## Instructions for the task
Repeat exactly, and only, the lines from the line containing "For each instance of the military uniform" through the last line of the records below, including both.

## Data to process
=====

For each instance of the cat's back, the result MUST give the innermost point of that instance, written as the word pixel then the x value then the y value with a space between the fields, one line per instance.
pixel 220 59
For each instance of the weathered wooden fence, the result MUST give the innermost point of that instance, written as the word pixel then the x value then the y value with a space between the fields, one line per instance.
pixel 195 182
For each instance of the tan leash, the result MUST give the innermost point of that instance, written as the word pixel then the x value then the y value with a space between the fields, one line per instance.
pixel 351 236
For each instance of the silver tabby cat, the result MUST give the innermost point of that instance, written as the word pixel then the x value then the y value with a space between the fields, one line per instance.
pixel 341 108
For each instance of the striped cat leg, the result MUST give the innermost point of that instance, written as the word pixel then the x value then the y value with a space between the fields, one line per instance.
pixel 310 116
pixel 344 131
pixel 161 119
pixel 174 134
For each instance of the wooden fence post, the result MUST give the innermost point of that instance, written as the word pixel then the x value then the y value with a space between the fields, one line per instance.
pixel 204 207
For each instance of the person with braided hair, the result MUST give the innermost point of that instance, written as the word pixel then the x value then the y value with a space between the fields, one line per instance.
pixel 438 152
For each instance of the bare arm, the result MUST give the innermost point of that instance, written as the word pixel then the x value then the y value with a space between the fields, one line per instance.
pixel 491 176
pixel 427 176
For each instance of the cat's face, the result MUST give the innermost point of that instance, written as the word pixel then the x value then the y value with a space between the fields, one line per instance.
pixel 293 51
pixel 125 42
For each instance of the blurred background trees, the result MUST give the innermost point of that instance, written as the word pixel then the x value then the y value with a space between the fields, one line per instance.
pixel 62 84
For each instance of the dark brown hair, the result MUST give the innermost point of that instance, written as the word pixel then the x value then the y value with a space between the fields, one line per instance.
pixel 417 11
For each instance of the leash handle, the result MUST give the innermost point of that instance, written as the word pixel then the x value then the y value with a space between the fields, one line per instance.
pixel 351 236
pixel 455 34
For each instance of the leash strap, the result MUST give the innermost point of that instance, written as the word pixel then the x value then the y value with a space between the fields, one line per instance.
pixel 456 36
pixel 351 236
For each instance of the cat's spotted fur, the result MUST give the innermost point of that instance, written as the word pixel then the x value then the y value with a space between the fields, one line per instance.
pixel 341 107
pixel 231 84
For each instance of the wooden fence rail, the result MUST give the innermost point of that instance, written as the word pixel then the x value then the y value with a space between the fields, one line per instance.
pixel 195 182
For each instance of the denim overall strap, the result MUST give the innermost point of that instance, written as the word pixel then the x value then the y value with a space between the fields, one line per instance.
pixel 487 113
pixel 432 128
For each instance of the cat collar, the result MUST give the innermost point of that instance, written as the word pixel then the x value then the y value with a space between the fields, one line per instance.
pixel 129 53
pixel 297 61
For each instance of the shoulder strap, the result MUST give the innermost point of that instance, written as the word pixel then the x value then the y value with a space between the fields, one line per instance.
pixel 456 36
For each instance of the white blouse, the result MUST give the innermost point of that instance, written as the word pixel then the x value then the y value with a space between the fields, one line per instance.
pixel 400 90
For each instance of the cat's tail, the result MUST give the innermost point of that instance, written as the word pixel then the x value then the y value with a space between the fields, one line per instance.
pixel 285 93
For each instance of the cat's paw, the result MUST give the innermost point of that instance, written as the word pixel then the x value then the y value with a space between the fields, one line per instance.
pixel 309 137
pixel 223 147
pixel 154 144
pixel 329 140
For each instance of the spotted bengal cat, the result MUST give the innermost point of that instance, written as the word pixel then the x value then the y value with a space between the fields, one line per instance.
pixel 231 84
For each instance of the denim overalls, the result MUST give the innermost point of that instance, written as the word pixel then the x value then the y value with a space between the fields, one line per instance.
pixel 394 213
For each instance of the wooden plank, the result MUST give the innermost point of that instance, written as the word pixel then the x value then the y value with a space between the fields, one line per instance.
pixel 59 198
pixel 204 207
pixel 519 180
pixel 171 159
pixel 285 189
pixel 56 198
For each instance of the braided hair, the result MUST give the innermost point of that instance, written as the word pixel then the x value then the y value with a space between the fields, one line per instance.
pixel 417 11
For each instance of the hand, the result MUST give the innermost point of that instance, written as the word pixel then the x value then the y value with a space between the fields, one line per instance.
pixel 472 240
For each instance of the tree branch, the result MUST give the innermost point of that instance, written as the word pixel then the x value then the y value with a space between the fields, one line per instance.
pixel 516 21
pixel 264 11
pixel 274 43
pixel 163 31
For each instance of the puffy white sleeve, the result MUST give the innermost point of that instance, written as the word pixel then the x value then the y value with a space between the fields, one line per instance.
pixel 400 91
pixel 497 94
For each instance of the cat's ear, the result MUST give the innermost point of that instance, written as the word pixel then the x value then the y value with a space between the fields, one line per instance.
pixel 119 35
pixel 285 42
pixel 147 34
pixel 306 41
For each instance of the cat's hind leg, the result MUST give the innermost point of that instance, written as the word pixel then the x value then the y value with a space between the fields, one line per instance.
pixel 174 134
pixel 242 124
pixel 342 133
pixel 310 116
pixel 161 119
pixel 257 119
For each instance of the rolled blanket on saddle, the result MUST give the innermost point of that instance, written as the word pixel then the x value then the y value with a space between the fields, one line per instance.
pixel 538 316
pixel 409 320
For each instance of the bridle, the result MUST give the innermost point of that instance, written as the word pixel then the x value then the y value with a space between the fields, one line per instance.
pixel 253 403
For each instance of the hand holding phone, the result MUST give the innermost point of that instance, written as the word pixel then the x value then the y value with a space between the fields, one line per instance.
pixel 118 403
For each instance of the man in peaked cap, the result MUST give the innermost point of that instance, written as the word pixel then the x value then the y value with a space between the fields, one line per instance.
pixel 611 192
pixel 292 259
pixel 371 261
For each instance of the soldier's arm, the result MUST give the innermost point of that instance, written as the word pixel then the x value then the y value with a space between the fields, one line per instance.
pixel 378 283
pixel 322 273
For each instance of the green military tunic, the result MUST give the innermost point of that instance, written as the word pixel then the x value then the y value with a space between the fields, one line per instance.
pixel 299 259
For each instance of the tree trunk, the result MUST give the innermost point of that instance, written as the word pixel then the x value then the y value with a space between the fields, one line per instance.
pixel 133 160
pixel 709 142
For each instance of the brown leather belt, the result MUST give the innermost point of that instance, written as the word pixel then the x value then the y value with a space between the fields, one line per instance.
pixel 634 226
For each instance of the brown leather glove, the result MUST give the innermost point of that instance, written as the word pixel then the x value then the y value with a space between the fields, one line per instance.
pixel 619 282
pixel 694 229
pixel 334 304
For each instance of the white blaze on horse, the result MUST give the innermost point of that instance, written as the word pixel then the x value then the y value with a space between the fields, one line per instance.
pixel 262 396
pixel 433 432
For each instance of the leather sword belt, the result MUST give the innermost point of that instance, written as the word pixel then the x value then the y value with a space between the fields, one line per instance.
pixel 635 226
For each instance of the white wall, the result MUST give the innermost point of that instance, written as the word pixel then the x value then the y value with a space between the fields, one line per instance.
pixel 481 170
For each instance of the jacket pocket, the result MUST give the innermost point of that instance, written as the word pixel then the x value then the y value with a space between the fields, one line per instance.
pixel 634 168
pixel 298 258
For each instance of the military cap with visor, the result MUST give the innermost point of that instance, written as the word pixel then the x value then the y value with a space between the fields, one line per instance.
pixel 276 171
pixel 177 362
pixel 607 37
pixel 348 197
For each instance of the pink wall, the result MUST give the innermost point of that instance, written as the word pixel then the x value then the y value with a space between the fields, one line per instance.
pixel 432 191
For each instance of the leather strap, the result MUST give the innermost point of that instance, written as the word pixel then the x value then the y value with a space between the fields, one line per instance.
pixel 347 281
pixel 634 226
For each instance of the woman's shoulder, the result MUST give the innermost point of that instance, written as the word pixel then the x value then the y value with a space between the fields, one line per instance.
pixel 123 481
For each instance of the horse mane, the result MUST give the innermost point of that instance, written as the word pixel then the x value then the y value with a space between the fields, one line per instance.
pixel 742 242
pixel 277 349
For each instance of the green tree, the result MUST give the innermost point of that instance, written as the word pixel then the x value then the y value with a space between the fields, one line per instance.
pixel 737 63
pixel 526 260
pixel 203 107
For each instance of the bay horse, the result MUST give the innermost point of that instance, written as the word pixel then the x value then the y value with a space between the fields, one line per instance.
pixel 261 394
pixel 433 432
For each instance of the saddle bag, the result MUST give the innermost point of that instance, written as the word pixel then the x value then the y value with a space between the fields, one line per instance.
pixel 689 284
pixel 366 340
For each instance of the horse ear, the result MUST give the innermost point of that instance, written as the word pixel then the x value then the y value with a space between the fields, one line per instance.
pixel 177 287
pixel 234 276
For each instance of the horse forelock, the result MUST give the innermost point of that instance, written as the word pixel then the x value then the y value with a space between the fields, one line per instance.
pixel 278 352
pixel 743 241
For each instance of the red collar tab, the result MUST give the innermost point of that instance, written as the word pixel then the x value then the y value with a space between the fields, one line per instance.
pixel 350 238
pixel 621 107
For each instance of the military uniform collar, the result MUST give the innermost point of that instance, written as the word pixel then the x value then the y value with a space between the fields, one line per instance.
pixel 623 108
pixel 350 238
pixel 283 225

=====

## Result of this exercise
For each instance of the military uniform collar, the result MUST give the innermost point of that instance, written as the word pixel then the x value then the y value with a space between the fields, one line per instance.
pixel 623 108
pixel 350 238
pixel 283 225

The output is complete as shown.